DOCUMENT EXCERPT
——————————

All the recs for stuff like Brooks and Eddings wouldn't have bugged me so much if they hadn't been so uncritical. If those friends had been more like "well, the prose is a little clunky and the plot is a bit derivative, but I really like these characters" I would have had more realistic expectations when I picked them up. But it was more in the vein of gushy "oh, it's the coolest thing since Tolkien!" and...no, just not even close. I got burned a few times like that following their recs, since we *did* have a bunch of favorite books in common and some of their recs (mostly SF) did click with me, but I eventually figured out that in epic fantasy in particular, our tastes just Did Not Synch very well. I'm really just insanely hypercritical and anything that whiffs even slightly of being too derivative or genre-cliched, or some prose styles that I could forgive in other genres, put me right out of the groove in high fantasy. Maybe back when I was reading fantasy more voraciously I could have enjoyed those, but not anymore.

——————————

EXERCISE A
According to the passage on fantasy recommendations, in which genre did the writer's tastes fail to match those of the friends?

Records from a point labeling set
——————————

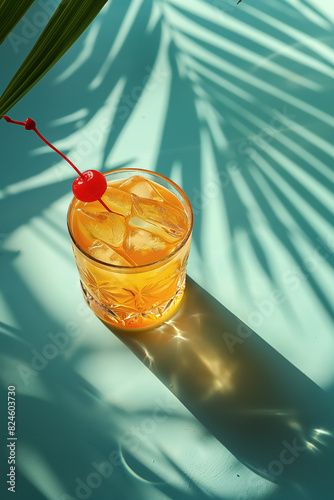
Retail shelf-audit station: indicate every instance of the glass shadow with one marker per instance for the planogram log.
(270, 415)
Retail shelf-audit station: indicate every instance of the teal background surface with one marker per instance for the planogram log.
(235, 104)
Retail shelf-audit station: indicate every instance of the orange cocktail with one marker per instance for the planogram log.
(132, 262)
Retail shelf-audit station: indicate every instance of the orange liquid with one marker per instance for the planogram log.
(137, 296)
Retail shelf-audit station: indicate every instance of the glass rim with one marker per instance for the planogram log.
(150, 264)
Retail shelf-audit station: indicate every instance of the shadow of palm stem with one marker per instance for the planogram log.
(256, 403)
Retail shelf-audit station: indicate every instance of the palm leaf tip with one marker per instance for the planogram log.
(68, 22)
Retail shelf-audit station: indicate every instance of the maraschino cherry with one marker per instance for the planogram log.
(89, 185)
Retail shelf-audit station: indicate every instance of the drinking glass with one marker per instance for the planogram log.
(140, 295)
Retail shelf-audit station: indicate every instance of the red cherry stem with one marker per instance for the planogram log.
(59, 152)
(9, 120)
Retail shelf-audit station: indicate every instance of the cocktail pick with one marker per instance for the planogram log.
(89, 185)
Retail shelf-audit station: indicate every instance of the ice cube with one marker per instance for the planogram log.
(156, 229)
(145, 247)
(141, 187)
(161, 214)
(103, 226)
(105, 253)
(118, 201)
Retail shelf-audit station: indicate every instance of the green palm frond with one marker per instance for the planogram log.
(68, 22)
(10, 16)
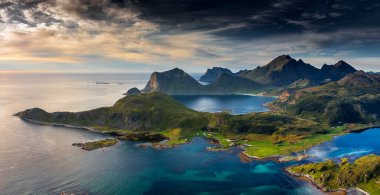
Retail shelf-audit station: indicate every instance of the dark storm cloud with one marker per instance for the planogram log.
(262, 18)
(190, 31)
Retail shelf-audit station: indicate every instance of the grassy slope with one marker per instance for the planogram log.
(337, 103)
(268, 133)
(330, 176)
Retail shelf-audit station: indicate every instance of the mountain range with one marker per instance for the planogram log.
(282, 72)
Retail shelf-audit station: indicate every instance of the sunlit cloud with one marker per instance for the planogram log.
(78, 33)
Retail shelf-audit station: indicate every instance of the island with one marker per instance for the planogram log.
(96, 144)
(307, 111)
(363, 173)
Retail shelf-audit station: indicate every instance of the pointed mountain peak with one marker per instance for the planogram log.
(344, 66)
(283, 57)
(341, 63)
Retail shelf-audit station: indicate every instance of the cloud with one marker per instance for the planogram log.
(237, 34)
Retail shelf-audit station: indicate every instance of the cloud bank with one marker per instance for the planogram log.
(145, 35)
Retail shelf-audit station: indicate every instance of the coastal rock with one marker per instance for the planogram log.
(353, 99)
(213, 74)
(337, 71)
(173, 82)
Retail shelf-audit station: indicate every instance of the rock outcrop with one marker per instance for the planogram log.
(133, 91)
(177, 82)
(336, 71)
(173, 82)
(282, 71)
(213, 74)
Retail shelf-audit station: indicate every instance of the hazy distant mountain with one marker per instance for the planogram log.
(353, 99)
(177, 82)
(212, 74)
(337, 71)
(282, 71)
(227, 83)
(302, 83)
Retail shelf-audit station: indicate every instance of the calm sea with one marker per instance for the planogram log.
(37, 159)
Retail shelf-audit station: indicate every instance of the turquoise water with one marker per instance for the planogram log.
(37, 159)
(351, 146)
(235, 104)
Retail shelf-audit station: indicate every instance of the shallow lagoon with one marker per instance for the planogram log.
(235, 104)
(40, 159)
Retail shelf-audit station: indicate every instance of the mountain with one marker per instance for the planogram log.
(177, 82)
(133, 91)
(282, 71)
(227, 83)
(155, 112)
(212, 74)
(173, 82)
(337, 71)
(302, 83)
(353, 99)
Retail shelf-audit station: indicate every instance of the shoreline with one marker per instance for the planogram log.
(244, 157)
(307, 178)
(69, 126)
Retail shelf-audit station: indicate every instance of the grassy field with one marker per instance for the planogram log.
(330, 176)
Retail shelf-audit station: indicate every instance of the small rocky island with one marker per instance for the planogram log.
(330, 176)
(312, 107)
(299, 119)
(96, 144)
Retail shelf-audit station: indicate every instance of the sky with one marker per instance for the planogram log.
(155, 35)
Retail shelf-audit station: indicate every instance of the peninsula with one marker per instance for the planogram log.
(299, 118)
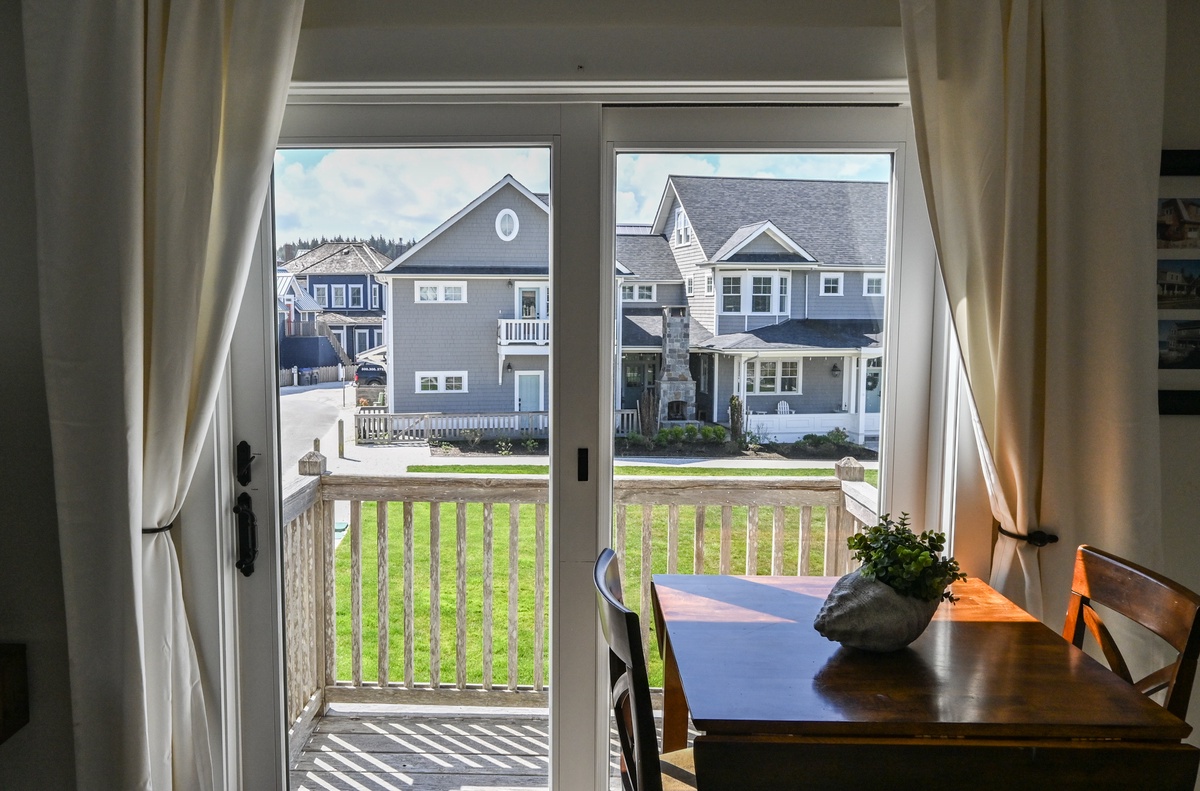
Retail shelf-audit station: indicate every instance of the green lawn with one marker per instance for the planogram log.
(526, 576)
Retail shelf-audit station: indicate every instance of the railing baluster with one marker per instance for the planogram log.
(357, 592)
(514, 561)
(621, 540)
(487, 595)
(672, 538)
(435, 595)
(539, 607)
(461, 598)
(751, 540)
(802, 562)
(382, 565)
(777, 541)
(330, 592)
(643, 601)
(726, 539)
(409, 648)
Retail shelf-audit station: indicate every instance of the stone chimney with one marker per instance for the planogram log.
(677, 390)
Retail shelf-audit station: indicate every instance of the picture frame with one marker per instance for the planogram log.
(1177, 271)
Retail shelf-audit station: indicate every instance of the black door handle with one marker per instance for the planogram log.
(247, 534)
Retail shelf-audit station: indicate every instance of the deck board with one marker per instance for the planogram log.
(462, 750)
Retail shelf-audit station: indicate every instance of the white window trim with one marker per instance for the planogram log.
(499, 225)
(832, 277)
(441, 286)
(883, 283)
(441, 376)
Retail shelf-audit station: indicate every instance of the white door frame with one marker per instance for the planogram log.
(541, 389)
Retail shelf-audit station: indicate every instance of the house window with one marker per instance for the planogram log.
(637, 293)
(760, 294)
(683, 228)
(831, 285)
(441, 381)
(427, 291)
(731, 294)
(790, 376)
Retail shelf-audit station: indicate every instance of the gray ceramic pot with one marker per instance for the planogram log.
(869, 615)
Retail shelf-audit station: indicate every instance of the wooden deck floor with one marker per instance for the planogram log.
(429, 749)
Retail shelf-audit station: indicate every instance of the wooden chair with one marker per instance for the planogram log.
(1158, 604)
(642, 768)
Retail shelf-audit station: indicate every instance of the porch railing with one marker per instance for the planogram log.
(522, 330)
(381, 427)
(345, 621)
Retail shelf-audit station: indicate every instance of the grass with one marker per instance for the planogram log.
(447, 573)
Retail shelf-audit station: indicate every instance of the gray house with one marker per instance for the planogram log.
(468, 323)
(771, 289)
(777, 289)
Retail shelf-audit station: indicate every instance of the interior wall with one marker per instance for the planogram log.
(41, 754)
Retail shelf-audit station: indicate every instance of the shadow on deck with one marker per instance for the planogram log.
(429, 748)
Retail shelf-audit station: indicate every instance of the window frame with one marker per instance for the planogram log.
(441, 292)
(833, 277)
(441, 379)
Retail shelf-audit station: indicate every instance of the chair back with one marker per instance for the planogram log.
(1147, 598)
(629, 684)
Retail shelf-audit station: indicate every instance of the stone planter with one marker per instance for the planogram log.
(869, 615)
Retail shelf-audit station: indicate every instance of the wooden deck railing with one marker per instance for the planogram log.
(342, 621)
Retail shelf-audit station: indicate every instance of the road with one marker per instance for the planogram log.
(311, 413)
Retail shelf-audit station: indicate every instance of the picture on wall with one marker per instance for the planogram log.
(1179, 223)
(1179, 343)
(1177, 274)
(1179, 285)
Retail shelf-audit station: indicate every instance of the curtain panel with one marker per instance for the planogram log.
(1038, 132)
(154, 132)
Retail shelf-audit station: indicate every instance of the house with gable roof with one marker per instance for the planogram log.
(777, 289)
(468, 310)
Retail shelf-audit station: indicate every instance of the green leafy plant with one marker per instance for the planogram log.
(907, 563)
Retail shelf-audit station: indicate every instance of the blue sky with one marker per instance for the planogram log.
(405, 193)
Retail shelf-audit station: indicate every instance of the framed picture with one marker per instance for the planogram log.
(1179, 282)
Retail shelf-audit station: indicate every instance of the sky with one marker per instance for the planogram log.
(405, 193)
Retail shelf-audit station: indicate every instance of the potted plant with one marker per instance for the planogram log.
(888, 601)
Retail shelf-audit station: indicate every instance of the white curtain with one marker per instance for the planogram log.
(154, 131)
(1038, 129)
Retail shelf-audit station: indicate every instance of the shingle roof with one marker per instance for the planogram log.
(811, 334)
(647, 256)
(839, 222)
(339, 258)
(642, 327)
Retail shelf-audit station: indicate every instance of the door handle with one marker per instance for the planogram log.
(247, 534)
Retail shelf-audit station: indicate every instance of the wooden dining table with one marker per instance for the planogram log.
(987, 697)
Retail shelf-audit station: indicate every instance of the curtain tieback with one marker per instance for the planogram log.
(1037, 538)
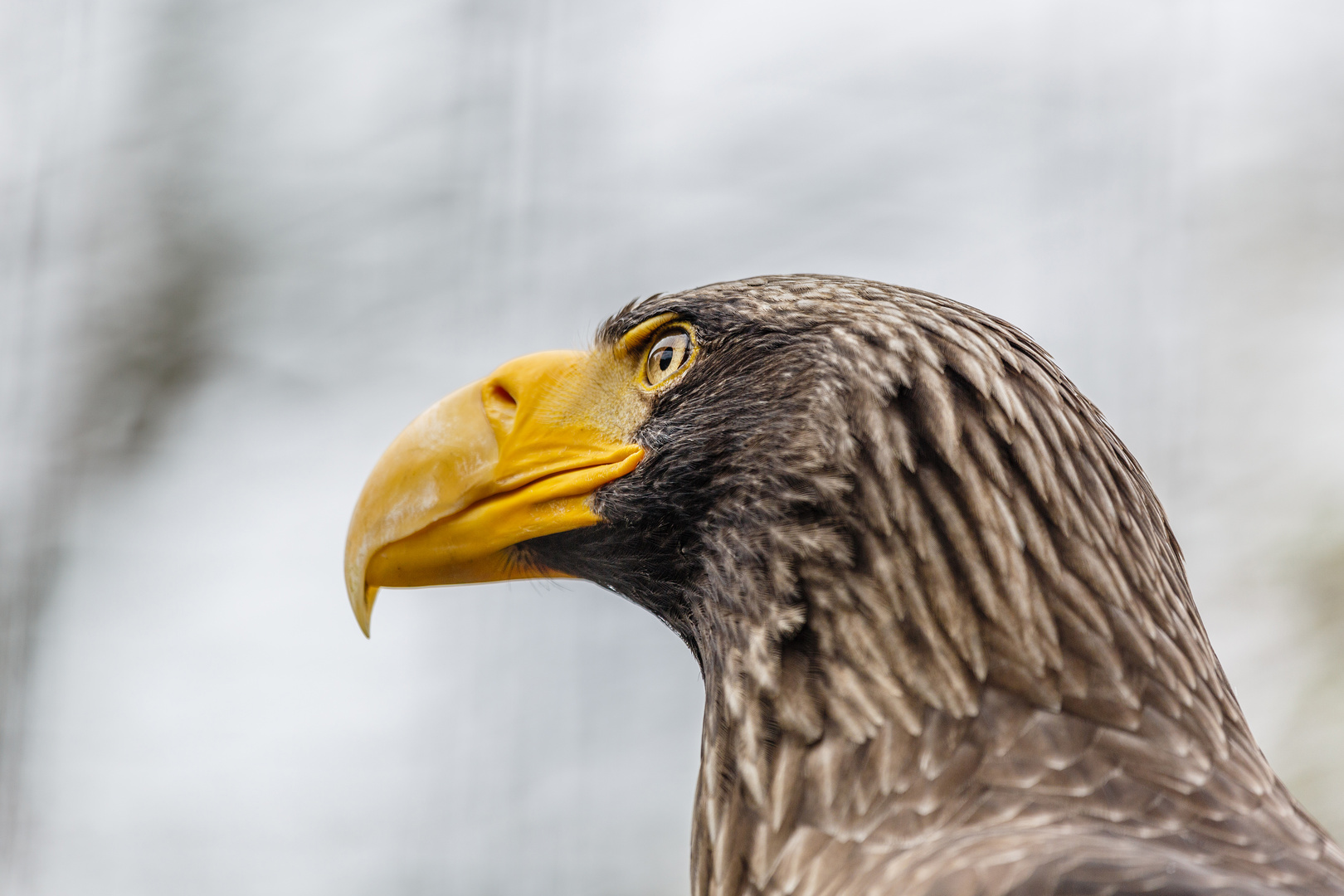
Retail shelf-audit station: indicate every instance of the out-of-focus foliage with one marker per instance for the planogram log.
(242, 243)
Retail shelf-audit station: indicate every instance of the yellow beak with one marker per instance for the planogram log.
(509, 458)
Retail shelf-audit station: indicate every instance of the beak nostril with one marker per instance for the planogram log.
(500, 407)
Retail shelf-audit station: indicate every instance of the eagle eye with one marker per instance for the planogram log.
(668, 355)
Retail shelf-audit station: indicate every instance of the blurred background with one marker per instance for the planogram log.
(244, 242)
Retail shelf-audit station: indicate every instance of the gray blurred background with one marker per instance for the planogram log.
(242, 242)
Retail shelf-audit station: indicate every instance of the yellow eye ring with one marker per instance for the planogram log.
(668, 356)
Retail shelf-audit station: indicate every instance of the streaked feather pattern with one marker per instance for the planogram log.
(947, 642)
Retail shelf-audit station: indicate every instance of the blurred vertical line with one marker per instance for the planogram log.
(43, 54)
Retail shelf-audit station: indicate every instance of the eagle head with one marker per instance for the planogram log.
(944, 625)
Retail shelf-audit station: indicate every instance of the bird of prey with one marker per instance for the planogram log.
(947, 638)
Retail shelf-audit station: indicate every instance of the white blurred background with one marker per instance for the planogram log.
(242, 242)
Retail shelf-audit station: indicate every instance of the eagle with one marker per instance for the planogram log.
(944, 626)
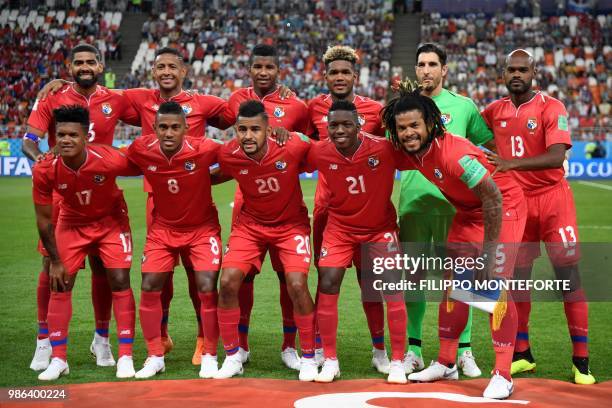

——————————

EXERCISE B
Count the lines of the records that contain the string "chair", treating case as significant, and give only the number.

SOLUTION A
Epic fantasy.

SOLUTION B
2